___ Source records
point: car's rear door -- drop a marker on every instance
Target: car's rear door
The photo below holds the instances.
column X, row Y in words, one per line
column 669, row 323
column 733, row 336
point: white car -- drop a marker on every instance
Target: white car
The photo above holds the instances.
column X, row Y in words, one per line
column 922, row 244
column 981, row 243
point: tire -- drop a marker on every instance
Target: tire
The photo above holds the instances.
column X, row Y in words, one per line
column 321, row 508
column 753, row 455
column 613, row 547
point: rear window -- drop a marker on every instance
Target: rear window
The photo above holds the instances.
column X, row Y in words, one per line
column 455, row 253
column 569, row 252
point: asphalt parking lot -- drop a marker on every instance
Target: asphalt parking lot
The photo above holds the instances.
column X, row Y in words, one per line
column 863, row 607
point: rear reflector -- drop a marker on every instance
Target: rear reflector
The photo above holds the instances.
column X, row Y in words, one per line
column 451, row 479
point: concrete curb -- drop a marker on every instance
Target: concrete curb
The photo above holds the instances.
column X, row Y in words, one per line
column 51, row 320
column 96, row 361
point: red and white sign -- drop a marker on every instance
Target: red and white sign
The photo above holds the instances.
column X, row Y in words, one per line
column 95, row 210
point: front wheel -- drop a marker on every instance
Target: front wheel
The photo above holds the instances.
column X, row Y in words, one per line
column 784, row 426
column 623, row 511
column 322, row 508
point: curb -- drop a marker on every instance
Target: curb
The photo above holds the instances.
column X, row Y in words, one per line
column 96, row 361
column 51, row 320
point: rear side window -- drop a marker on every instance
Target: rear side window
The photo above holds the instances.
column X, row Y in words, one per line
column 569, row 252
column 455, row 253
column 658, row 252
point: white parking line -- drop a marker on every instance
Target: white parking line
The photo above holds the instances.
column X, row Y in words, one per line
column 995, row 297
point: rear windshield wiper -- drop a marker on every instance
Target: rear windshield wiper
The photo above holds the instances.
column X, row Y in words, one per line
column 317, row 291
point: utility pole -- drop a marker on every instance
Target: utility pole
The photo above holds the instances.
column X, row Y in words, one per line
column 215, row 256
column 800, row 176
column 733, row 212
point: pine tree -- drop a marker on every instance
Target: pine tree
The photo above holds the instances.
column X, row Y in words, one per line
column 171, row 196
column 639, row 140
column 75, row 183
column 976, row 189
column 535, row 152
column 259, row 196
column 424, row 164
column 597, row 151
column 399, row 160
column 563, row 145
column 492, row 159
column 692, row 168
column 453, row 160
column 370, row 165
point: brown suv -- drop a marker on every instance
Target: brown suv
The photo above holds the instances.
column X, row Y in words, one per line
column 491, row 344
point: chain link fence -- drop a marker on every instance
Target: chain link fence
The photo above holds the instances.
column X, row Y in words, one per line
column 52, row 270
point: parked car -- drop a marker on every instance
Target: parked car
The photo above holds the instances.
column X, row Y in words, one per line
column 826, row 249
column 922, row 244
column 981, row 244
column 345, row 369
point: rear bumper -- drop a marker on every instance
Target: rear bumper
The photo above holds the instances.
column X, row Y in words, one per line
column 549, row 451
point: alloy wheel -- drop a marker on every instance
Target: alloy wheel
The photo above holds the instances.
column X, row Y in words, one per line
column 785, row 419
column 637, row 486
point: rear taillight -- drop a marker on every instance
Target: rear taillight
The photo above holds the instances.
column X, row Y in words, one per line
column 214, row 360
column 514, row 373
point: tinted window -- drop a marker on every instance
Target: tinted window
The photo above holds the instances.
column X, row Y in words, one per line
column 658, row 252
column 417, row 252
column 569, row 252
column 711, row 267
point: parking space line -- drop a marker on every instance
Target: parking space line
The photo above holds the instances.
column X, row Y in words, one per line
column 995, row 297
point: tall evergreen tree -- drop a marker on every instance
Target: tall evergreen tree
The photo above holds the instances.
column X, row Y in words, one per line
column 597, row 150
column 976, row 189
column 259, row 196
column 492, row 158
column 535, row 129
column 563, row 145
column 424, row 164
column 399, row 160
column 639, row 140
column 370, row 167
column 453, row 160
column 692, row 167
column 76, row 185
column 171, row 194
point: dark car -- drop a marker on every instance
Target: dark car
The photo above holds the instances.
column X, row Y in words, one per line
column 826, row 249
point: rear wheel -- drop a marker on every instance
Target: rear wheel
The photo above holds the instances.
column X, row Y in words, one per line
______
What is being asked = Can you update the data above so that every "drop a marker" reads "place a pin", with nothing else changed?

Problem solution =
point: car's rear door -- place a pin on every instance
Target: car's rear door
The photo below holds the instances.
column X, row Y in words, one per line
column 669, row 323
column 733, row 336
point: white car -- place a pin on every instance
Target: white car
The photo above holds the instances.
column X, row Y in words, one per line
column 922, row 244
column 981, row 243
point: tire -- place a pin on every instance
Target: tire
The photo above holds the instances.
column X, row Y in words, one per line
column 321, row 508
column 753, row 455
column 613, row 547
point: rear window -- place a pin on every instance
Target: rear window
The photo above holds the instances.
column X, row Y in words, one per line
column 455, row 253
column 569, row 252
point: asphalt parking lot -- place a pin on every instance
Target: asphalt parking lot
The photo above holds the instances.
column X, row Y in words, one per line
column 863, row 607
point: rear reflector -- place a pin on every instance
Target: rear reflector
The photo above holds the instances.
column X, row Y in words, one per line
column 451, row 479
point: concrete curb -- place a pin on every instance
Target: concrete curb
The photo above holds the instances.
column X, row Y in words, one per line
column 51, row 320
column 96, row 361
point: red and white sign -- place a pin on every instance
Target: red and white sign
The photo above holds the instances.
column X, row Y in words, one per line
column 95, row 210
point: front wheel -- place a pin on every instance
Target: front wheel
The photo above holds the instances.
column X, row Y in words, one per line
column 784, row 426
column 623, row 511
column 322, row 508
point: curb -- place a pin on every instance
Target: curb
The photo above holds the instances.
column X, row Y in words, one per line
column 96, row 361
column 51, row 320
point: rear side window -- place a pin on every instance
Target: rear side window
The photo above holds the instances.
column X, row Y in words, one per line
column 569, row 252
column 455, row 253
column 658, row 252
point: white parking line -- place a pin on every instance
Target: white parking line
The photo above holds the instances.
column X, row Y in words, one per line
column 995, row 297
point: rear windshield wiper -- place a pin on every instance
Target: rear windshield wiper
The photo above holds the instances.
column X, row Y in words, one per line
column 317, row 291
point: utility pole -- place a pin on every instance
Target: utility pole
The photo above holds the instances.
column X, row Y in words, one per line
column 215, row 256
column 800, row 176
column 733, row 212
point: pine tree -- place a pin on every instance
Target: pine tree
The photo above holds the instances.
column X, row Y in words, one per line
column 171, row 196
column 639, row 140
column 75, row 183
column 976, row 189
column 535, row 152
column 259, row 196
column 424, row 164
column 597, row 151
column 399, row 160
column 563, row 145
column 492, row 159
column 692, row 168
column 453, row 160
column 370, row 165
point: brown suv -- place a pin on every instance
Target: brown suv
The photo above holds the instances.
column X, row Y in words, one per line
column 491, row 344
point: chain link fence -- place a pin on every instance
Target: chain link fence
The photo above holds the instances.
column X, row Y in words, one per line
column 52, row 270
point: parked car -- place a pin on every instance
Target: parked car
The photo above holds the instances.
column X, row Y in words, one per line
column 826, row 249
column 922, row 244
column 981, row 244
column 345, row 369
point: rear bumper -- place a pin on every instance
Target: rear bumper
The photo above holds the instances.
column X, row Y in words, one per line
column 549, row 451
point: alloy wheel -- place a pin on every instance
Target: alloy wheel
The photo above holds the instances.
column X, row Y in words, one per line
column 785, row 419
column 637, row 486
point: rear taillight -- place a pin on every instance
Target: rear taillight
The photo above holds the instances.
column X, row Y in words, one per line
column 214, row 360
column 514, row 373
point: tinted window -- place a pin on every instance
Target: tinted window
The photo above holds the instances.
column X, row Y in words, one per line
column 658, row 252
column 417, row 252
column 569, row 252
column 711, row 267
point: parking space line -- place a pin on every instance
Target: parking space line
The photo above holds the instances.
column X, row Y in words, one per line
column 995, row 297
point: tall evergreen tree -- place a pin on every instance
Target: tall evergreen tree
The photo above holds the instances.
column X, row Y in words, one per line
column 597, row 150
column 976, row 189
column 259, row 196
column 492, row 158
column 535, row 129
column 563, row 145
column 424, row 164
column 399, row 160
column 639, row 140
column 370, row 167
column 453, row 160
column 692, row 167
column 76, row 185
column 171, row 194
point: dark car -- place a pin on every instance
Target: dark car
The photo above holds the instances.
column X, row Y in words, one per line
column 826, row 249
point: rear wheel -- place a pin on every instance
Target: rear wheel
The photo above holds the instances.
column X, row Y in words, one per line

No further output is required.